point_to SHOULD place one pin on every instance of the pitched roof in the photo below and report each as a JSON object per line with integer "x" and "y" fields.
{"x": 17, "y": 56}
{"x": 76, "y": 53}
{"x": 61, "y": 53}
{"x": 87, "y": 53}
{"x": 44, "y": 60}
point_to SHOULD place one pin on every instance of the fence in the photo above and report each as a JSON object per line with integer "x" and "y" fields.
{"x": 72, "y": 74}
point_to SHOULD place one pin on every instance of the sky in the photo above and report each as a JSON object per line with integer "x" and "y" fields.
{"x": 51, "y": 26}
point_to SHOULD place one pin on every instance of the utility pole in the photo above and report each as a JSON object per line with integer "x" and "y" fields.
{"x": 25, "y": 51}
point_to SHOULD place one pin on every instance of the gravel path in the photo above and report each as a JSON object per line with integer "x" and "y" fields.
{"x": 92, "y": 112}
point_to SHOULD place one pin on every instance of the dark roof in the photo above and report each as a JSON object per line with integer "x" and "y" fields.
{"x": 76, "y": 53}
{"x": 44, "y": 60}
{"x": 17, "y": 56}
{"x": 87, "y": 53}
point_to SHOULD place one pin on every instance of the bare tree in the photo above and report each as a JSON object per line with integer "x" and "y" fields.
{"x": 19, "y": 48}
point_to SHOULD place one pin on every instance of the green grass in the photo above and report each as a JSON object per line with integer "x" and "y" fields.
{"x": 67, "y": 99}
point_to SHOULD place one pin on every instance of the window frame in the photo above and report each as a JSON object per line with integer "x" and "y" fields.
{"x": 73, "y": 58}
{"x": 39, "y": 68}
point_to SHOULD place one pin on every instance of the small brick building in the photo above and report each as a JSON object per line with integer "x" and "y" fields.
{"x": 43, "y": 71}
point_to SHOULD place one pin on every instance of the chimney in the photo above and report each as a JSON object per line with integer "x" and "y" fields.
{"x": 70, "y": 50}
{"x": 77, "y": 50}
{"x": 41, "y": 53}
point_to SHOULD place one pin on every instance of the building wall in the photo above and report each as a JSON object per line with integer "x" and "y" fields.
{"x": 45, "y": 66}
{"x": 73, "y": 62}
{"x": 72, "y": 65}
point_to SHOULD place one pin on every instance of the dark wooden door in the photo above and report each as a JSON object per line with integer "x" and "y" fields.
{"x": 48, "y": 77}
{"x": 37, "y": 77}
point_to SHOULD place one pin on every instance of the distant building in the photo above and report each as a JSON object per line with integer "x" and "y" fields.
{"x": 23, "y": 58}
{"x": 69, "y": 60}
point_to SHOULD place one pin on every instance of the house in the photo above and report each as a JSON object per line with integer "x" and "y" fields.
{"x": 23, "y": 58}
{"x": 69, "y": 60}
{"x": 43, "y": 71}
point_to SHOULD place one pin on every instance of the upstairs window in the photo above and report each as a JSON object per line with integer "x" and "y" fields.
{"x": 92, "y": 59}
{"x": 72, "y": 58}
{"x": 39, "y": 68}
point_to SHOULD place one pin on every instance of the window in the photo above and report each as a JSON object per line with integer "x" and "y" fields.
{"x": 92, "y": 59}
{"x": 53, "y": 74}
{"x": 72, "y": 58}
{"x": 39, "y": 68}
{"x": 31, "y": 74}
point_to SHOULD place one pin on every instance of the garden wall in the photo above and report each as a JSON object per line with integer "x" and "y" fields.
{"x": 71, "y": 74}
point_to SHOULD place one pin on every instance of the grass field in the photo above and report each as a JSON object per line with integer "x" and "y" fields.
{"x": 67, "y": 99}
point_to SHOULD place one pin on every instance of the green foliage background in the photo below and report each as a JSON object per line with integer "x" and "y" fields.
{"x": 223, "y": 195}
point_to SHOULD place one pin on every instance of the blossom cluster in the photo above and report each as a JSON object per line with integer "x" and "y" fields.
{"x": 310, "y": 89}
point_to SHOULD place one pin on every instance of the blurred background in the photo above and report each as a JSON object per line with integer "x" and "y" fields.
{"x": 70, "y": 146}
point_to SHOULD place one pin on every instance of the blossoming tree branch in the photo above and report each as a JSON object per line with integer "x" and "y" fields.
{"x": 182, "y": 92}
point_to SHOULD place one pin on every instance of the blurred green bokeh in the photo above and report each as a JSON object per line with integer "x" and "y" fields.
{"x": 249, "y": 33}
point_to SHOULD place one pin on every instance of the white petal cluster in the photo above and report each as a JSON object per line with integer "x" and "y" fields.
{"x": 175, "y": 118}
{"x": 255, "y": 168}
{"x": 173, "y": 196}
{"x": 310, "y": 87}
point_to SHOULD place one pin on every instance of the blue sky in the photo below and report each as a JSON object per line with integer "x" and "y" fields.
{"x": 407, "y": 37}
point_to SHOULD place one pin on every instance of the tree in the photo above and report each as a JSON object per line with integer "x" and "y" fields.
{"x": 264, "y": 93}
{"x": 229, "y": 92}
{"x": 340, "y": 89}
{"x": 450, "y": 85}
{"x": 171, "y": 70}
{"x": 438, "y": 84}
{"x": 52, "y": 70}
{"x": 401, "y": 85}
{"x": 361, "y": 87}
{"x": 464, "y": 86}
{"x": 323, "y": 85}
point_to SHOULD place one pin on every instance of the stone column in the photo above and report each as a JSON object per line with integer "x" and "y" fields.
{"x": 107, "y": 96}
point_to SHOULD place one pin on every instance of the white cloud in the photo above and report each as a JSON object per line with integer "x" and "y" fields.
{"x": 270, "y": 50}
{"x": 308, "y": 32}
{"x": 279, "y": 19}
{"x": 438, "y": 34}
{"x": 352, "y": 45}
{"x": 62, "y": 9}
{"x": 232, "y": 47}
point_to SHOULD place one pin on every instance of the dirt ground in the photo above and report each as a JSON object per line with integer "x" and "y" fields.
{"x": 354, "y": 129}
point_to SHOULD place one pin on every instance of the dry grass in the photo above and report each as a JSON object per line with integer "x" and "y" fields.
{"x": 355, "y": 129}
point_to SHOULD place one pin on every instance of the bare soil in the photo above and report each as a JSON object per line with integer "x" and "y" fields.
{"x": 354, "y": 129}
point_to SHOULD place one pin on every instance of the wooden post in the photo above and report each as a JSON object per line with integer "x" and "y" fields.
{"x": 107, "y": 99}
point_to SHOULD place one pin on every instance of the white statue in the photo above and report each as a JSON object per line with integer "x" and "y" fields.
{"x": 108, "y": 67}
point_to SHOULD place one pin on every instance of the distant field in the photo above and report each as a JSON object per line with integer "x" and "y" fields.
• • • • •
*THE EXERCISE*: Take the line in which "the bare soil" occurs and each subsequent line through the end; give these lines again without alteration.

*RESPONSE TO THIS EXERCISE*:
point_to SHOULD place one pin on every instance of the bare soil in the photo above and report each as a JSON object per line with integer "x" and "y" fields.
{"x": 354, "y": 129}
point_to SHOULD place one pin on every instance of the wooden post in the photo above and report each as a JSON object per line with integer "x" and "y" fields.
{"x": 107, "y": 99}
point_to SHOULD place one pin on every instance of the white statue in the photo above and report each as a JSON object per line with integer "x" and "y" fields.
{"x": 108, "y": 67}
point_to SHOULD place one pin on every instance of the distant field in the photo above and report each as a JSON object per line with integer "x" and "y" fields.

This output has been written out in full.